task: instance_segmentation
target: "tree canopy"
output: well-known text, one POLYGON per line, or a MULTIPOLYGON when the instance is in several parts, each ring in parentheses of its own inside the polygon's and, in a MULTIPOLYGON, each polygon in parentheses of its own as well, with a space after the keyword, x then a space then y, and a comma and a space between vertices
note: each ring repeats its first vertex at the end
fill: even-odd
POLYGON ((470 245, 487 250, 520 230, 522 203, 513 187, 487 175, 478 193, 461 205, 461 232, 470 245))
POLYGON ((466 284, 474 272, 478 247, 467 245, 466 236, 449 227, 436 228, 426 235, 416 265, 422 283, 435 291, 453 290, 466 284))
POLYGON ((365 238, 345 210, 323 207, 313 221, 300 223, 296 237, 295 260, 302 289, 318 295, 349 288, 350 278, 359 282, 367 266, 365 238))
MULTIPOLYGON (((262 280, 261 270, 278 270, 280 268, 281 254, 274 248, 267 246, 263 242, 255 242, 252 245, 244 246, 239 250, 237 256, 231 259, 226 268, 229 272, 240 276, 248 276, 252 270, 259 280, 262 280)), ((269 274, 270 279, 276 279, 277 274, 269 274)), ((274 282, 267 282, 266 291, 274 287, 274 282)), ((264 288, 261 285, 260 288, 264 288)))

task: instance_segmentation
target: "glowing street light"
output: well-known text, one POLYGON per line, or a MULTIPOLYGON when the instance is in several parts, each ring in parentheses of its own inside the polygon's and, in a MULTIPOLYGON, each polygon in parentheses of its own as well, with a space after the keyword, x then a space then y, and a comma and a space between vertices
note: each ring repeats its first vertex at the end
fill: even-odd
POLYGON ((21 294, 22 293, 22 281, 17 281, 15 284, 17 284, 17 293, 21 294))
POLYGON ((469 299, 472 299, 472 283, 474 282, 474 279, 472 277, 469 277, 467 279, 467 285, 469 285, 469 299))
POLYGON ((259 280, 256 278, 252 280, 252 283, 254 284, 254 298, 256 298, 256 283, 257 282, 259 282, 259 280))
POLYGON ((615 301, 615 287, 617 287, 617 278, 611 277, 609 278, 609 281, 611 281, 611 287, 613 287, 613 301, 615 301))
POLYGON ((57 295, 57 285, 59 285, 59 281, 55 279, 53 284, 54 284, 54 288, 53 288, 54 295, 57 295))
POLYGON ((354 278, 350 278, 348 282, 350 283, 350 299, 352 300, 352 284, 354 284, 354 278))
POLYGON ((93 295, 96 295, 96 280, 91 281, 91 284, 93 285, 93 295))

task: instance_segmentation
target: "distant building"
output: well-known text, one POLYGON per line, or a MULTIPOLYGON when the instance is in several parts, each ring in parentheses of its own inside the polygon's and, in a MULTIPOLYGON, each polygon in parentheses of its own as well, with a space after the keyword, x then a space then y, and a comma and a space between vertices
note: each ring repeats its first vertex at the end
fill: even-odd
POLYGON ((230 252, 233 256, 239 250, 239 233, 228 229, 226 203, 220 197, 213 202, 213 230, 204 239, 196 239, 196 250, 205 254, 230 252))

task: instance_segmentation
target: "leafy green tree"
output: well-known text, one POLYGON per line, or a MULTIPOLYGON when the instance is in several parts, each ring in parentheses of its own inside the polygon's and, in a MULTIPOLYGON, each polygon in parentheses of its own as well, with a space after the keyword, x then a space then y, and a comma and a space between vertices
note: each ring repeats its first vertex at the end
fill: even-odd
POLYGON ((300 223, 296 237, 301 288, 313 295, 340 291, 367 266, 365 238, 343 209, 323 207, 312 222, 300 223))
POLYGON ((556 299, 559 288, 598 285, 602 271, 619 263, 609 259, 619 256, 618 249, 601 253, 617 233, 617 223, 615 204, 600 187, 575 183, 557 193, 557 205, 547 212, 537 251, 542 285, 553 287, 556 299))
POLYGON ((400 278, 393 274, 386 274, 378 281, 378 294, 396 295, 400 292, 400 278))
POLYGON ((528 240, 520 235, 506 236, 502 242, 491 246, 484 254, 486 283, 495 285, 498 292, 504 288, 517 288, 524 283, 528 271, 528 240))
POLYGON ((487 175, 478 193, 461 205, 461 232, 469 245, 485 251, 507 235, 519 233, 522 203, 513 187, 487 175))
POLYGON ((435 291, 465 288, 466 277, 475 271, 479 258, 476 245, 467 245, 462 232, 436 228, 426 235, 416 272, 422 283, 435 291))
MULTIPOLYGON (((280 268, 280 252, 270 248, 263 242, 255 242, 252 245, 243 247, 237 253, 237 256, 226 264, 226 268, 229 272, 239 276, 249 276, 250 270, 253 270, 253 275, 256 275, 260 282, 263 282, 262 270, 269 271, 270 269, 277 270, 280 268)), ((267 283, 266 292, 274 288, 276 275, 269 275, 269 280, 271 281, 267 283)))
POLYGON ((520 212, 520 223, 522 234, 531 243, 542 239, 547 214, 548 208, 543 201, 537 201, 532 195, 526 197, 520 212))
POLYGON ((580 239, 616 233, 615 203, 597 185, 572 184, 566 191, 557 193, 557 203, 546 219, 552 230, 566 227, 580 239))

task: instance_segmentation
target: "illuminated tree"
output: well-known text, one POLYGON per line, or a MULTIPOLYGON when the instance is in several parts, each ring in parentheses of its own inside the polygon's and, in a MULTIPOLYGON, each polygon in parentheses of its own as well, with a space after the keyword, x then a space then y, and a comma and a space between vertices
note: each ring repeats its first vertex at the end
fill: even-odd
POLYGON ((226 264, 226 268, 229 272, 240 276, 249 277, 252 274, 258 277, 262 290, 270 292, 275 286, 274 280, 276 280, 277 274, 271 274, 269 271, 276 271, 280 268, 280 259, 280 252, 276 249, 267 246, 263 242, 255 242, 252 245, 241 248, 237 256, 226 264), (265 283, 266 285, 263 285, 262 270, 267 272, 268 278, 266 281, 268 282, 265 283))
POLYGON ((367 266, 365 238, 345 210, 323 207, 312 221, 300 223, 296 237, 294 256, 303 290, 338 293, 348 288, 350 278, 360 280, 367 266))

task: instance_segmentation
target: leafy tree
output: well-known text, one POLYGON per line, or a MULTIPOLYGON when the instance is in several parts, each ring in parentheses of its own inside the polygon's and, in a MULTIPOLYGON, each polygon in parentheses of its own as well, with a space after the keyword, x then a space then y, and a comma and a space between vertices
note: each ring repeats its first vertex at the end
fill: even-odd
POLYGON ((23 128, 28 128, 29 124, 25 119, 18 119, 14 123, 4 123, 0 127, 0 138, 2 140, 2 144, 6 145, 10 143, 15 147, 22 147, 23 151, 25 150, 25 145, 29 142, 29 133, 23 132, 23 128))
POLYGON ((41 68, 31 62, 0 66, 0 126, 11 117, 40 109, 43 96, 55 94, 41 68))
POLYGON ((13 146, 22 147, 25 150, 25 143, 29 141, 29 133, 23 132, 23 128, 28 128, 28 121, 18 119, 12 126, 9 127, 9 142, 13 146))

What you are asked to do: Which lines of the listing include the string "target"? Pull them out.

Output for this task:
target: "tree canopy"
target: "glowing street light"
target: "distant building"
target: "leafy green tree"
target: "illuminated tree"
target: leafy tree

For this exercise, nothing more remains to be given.